What you should do ::
Return each line of the data below exactly, omitting any pictures.

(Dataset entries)
□ □ □ □ □

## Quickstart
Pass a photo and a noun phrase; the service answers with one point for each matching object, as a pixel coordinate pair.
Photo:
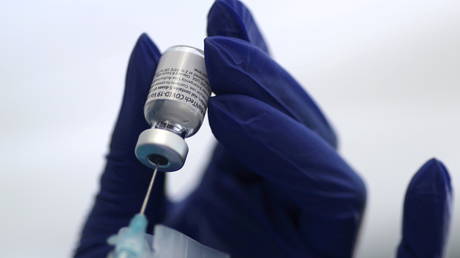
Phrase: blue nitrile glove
(275, 185)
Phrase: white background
(385, 72)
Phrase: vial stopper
(162, 148)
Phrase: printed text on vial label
(187, 86)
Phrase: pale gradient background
(386, 73)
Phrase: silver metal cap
(163, 148)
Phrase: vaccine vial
(175, 108)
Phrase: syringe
(130, 241)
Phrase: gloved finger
(232, 18)
(124, 180)
(328, 195)
(427, 211)
(237, 67)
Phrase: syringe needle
(147, 195)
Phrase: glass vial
(175, 108)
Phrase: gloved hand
(275, 185)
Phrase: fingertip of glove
(145, 46)
(233, 19)
(432, 178)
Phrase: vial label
(181, 76)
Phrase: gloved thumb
(427, 212)
(124, 180)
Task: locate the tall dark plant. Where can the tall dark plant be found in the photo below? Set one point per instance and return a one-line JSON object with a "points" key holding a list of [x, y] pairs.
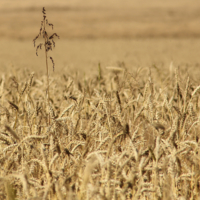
{"points": [[48, 43]]}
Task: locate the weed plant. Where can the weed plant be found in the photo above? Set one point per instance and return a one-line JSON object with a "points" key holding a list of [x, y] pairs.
{"points": [[48, 43]]}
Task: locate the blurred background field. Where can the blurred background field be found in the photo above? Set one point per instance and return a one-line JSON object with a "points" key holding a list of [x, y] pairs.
{"points": [[138, 33]]}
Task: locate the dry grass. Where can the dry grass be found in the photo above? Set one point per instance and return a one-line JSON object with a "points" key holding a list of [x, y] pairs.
{"points": [[119, 135]]}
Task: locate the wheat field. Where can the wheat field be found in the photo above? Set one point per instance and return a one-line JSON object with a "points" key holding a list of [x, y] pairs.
{"points": [[119, 135], [127, 129]]}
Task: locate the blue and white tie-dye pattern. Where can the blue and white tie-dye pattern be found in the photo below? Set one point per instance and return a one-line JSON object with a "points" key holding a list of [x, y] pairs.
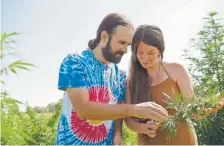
{"points": [[105, 83]]}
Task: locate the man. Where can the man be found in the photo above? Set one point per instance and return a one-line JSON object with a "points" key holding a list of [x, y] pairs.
{"points": [[94, 86]]}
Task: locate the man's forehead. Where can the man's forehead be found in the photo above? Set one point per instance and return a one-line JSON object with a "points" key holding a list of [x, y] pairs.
{"points": [[124, 33]]}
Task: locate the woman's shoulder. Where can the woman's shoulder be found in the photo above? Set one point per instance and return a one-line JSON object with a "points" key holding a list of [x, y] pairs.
{"points": [[173, 65]]}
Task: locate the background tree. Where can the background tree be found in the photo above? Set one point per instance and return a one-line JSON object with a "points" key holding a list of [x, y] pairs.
{"points": [[206, 58]]}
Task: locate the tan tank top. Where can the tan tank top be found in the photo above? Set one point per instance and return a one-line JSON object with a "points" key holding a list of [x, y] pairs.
{"points": [[185, 132]]}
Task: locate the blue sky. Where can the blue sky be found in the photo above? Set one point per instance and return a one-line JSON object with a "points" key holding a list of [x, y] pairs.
{"points": [[50, 29]]}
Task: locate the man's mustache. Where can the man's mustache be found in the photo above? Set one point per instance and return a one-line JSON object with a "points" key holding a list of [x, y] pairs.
{"points": [[121, 53]]}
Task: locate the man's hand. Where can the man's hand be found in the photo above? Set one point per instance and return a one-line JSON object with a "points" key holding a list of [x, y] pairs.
{"points": [[149, 110], [118, 140]]}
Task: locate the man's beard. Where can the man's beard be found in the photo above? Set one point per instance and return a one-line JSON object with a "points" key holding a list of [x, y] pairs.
{"points": [[109, 56]]}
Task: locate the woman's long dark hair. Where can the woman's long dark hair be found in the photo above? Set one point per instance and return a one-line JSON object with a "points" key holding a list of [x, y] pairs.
{"points": [[140, 83]]}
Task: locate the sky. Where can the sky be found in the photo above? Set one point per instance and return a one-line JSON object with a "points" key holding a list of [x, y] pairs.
{"points": [[51, 29]]}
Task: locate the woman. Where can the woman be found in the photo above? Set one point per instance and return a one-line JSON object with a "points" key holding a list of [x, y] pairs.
{"points": [[149, 79]]}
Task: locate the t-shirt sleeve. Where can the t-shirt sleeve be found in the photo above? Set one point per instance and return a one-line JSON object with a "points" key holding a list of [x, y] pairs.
{"points": [[71, 73], [122, 85]]}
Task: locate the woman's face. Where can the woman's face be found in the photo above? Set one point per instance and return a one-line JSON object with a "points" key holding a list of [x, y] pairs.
{"points": [[147, 55]]}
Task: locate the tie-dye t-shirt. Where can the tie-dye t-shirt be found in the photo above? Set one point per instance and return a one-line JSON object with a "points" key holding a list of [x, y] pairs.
{"points": [[105, 83]]}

□ □ □ □ □

Expected output ::
## Quickstart
Pass a photo and a noun phrase; the service answers with one point for each matching object, as a pixel coordinate pair.
Photo:
Phrase: blue nitrile glove
(275, 185)
Phrase: white background
(385, 72)
Phrase: vial stopper
(162, 148)
Phrase: printed text on vial label
(187, 86)
Phrase: pale gradient background
(386, 73)
Phrase: silver metal cap
(163, 148)
Phrase: vaccine vial
(175, 108)
Phrase: syringe
(130, 241)
Phrase: gloved finger
(232, 18)
(124, 180)
(328, 195)
(427, 211)
(237, 67)
Phrase: syringe needle
(147, 195)
Phrase: glass vial
(175, 108)
Phrase: gloved hand
(275, 185)
Phrase: fingertip of glove
(145, 46)
(233, 19)
(432, 178)
Phrase: vial label
(181, 76)
Phrase: gloved thumb
(427, 212)
(124, 180)
Task: locate the tall dark plant. Where can the tall dark plant be found in the photo below? Set one point per instance and return a one-line JSON object with a "points" key holding a list of [x, y] pairs.
{"points": [[48, 43]]}
Task: locate the weed plant. Where can the weed plant be found in the photo above? Set one point per instance and return a one-line JSON object with a "points" key holding a list of [x, y] pairs.
{"points": [[48, 43]]}
Task: locate the blurred background field. Where can the blurred background field be found in the photo above? Set one point per instance and return a one-line JSON object with a "points" key holding a list of [x, y] pairs.
{"points": [[138, 33]]}
Task: locate the dry grass. Where can the dry grass be found in the photo above? Set one point per instance and return a one-line JSON object with a "points" key holding a list of [x, y] pairs.
{"points": [[119, 135]]}
Task: locate the wheat field. Where can the wheat field be found in the photo above? Set one point per instance and return a one-line JSON object with a "points" key holding a list of [x, y] pairs.
{"points": [[119, 135], [127, 129]]}
Task: locate the blue and white tie-dye pattern. Where can the blue and white tie-dye pattern be found in the photo below? Set one point per instance and return a one-line JSON object with a "points" key holding a list of [x, y] pairs.
{"points": [[105, 83]]}
Task: locate the man. Where can the man be found in the photo above? Set one point per instance and return a one-line JSON object with a "points" key holding a list of [x, y] pairs.
{"points": [[94, 86]]}
Task: locate the man's forehead. Where can the man's forehead be found in the photo above? Set one point per instance and return a one-line JSON object with a "points" key holding a list of [x, y] pairs.
{"points": [[124, 33]]}
Task: locate the woman's shoulder. Where can the woman's shoulder be found in the photo above? Set one point per instance and return a one-line JSON object with a "points" key holding a list of [x, y] pairs.
{"points": [[173, 65]]}
Task: locate the background tree. Where can the background tree be found in the photo above? Set one point per instance and return a one-line JSON object with a "points" key holding a list of [x, y] pairs.
{"points": [[206, 58]]}
Task: locate the tan tank top. Where can the tan tank top be found in the photo above? Set one point per instance and return a one-line JSON object with a "points" key holding a list of [x, y] pairs.
{"points": [[185, 132]]}
Task: locate the blue sky. Where can the blue sky be found in the photo above? Set one point per instance and return a one-line JSON object with a "points" key holding a list of [x, y] pairs.
{"points": [[50, 29]]}
Task: locate the man's mustache. Where can the man's mustache be found in the photo above? Set one point per instance and return a one-line JSON object with a "points" key holding a list of [x, y] pairs.
{"points": [[121, 53]]}
Task: locate the man's hand. Where can the man's hand be found in the photo above? Set one point per instance and return a one-line JSON object with a "points" key holding a list of [x, y] pairs.
{"points": [[149, 110], [118, 140]]}
Task: locate the man's beard. Where can the man's beard be found in the photo above? Set one point per instance and return a one-line JSON object with a "points" key holding a list of [x, y] pairs.
{"points": [[109, 56]]}
Task: locate the woman's long dark hair. Where can the woman's long dark hair be found in the photo above? Set one point per instance and return a one-line JSON object with a "points" key holding a list of [x, y] pairs.
{"points": [[140, 83]]}
Task: locate the sky. Where can the sky be found in the photo above? Set one point per instance and return a one-line JSON object with a "points" key holding a list of [x, y] pairs.
{"points": [[51, 29]]}
Task: locate the woman. Where can the woman be found in the photo above? Set one point per instance and return a one-line JSON object with a "points" key holding a list of [x, y] pairs.
{"points": [[149, 79]]}
Task: locate the t-shirt sleeve. Where can the t-shirt sleeve be found in the photo above? Set one point per instance and return a one-line JSON object with a "points" key holding a list of [x, y] pairs.
{"points": [[71, 73], [122, 85]]}
Task: locate the woman's face. Where can the woman's face be found in the photo above? Set one point per instance and return a one-line JSON object with a "points" key holding a list of [x, y] pairs.
{"points": [[147, 55]]}
Task: locate the tie-dye t-shirt. Where can the tie-dye t-shirt be found in the photo above? Set one point per instance and return a one-line JSON object with a "points" key holding a list of [x, y] pairs.
{"points": [[105, 83]]}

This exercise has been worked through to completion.